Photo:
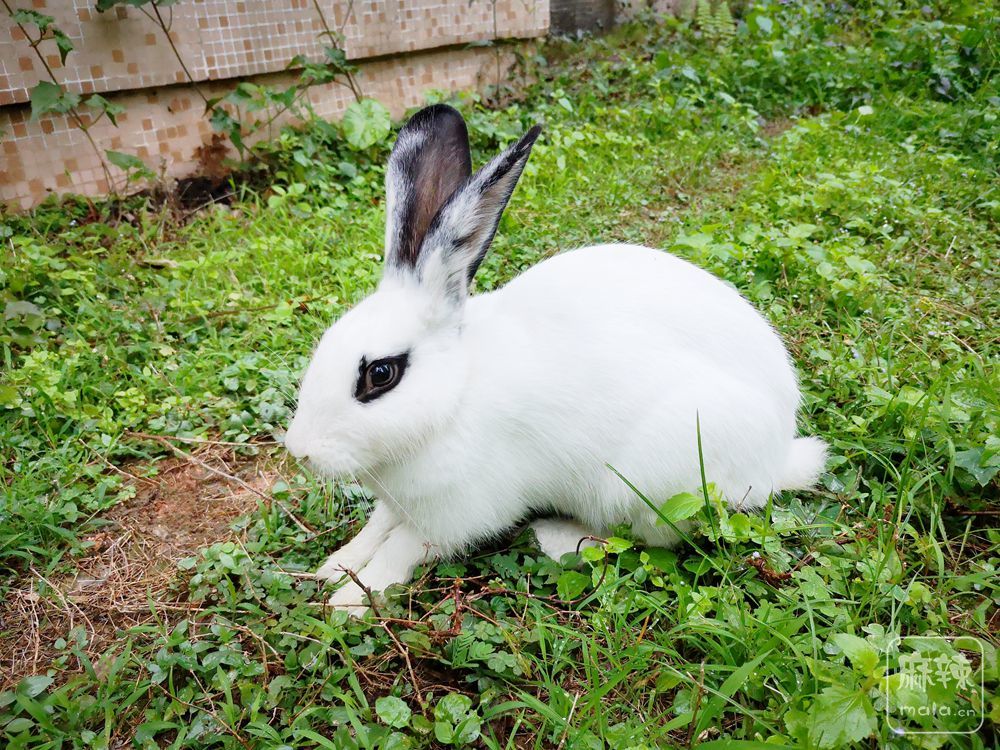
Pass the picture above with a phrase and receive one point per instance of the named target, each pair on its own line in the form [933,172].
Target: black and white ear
[429,161]
[463,229]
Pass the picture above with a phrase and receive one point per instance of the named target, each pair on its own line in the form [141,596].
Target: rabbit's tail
[806,460]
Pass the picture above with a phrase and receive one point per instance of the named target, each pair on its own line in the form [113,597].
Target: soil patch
[131,561]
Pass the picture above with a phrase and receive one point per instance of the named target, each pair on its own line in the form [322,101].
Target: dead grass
[128,575]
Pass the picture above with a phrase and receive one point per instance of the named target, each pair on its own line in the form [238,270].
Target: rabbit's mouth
[322,457]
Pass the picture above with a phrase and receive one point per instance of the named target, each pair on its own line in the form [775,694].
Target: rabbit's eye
[380,376]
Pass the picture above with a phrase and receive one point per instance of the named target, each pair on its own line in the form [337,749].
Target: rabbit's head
[392,370]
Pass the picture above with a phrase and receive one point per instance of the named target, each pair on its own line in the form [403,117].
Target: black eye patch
[379,376]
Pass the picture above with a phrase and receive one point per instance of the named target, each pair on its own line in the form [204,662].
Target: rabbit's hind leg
[559,536]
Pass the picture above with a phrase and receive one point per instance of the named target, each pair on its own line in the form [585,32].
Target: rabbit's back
[612,355]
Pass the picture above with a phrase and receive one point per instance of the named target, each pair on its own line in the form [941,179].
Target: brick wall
[403,48]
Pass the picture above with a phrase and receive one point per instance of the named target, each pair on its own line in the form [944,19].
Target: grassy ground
[840,168]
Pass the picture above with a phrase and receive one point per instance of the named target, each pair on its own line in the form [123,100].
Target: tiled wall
[417,45]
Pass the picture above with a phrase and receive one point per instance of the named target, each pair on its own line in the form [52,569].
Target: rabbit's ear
[429,161]
[463,229]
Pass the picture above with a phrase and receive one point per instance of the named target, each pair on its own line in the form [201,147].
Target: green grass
[824,168]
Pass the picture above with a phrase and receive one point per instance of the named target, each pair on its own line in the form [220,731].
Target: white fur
[517,402]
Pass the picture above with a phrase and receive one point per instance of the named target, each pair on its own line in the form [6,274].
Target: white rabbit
[466,415]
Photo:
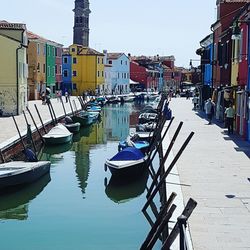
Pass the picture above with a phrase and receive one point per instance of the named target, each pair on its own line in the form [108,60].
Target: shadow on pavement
[241,144]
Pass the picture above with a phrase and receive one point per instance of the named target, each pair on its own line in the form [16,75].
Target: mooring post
[162,213]
[35,124]
[28,128]
[154,192]
[164,158]
[40,119]
[148,245]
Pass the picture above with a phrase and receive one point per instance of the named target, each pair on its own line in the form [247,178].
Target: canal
[78,205]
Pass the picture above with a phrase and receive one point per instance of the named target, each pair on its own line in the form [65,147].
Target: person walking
[209,109]
[229,115]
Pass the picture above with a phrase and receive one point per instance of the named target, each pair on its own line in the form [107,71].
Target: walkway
[214,170]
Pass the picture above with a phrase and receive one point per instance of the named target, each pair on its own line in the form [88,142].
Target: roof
[33,36]
[114,56]
[88,51]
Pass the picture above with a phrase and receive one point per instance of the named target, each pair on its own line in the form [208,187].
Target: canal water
[78,205]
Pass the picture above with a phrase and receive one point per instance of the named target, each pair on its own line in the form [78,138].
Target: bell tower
[81,22]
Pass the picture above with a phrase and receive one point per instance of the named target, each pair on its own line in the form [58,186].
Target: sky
[138,27]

→ TASK REQUIREMENTS
Having found the line with "Target: shadow on pavement" in the listing above, transcribe it and every line after it to the end, exactly, with no additions.

→ SOLUTION FOR THIS TASK
Target: shadow on pavement
[241,144]
Pass the picture above with a phrase and receive one point per instance of the named target, each pair on its own line in the form [16,75].
Target: mooring post
[162,213]
[35,124]
[28,128]
[154,192]
[164,158]
[40,119]
[148,245]
Pass the picture above with a phrase and receive one point per instance of the named target, each pair on its own line in the form [247,178].
Target: canal
[78,205]
Pass the picture above with a phrase and receive one point per instance of the named target, each pair on its own line in the form [65,147].
Target: person walking
[209,109]
[229,115]
Pass the picture above with a phrase and receive one point per instance of the named target, each pair on its own line in the form [107,71].
Target: walkway
[214,170]
Pass the picture above with a phrase and receive one point per instance of the named target, each pair on its own line in the form [88,142].
Target: roof
[33,36]
[114,56]
[88,51]
Pass the picture above with a phrase and receive one point per instance of the named target, each pair on its own line in the form [208,187].
Target: canal water
[78,205]
Pass the picture above with a phrase and receive one point per instance of the named target, each pair on its own line in the form [78,138].
Target: bell tower
[81,22]
Pass the picture above with a phrase and receive one point per instance of the named target, each pair on its own line in the form [58,186].
Target: sky
[138,27]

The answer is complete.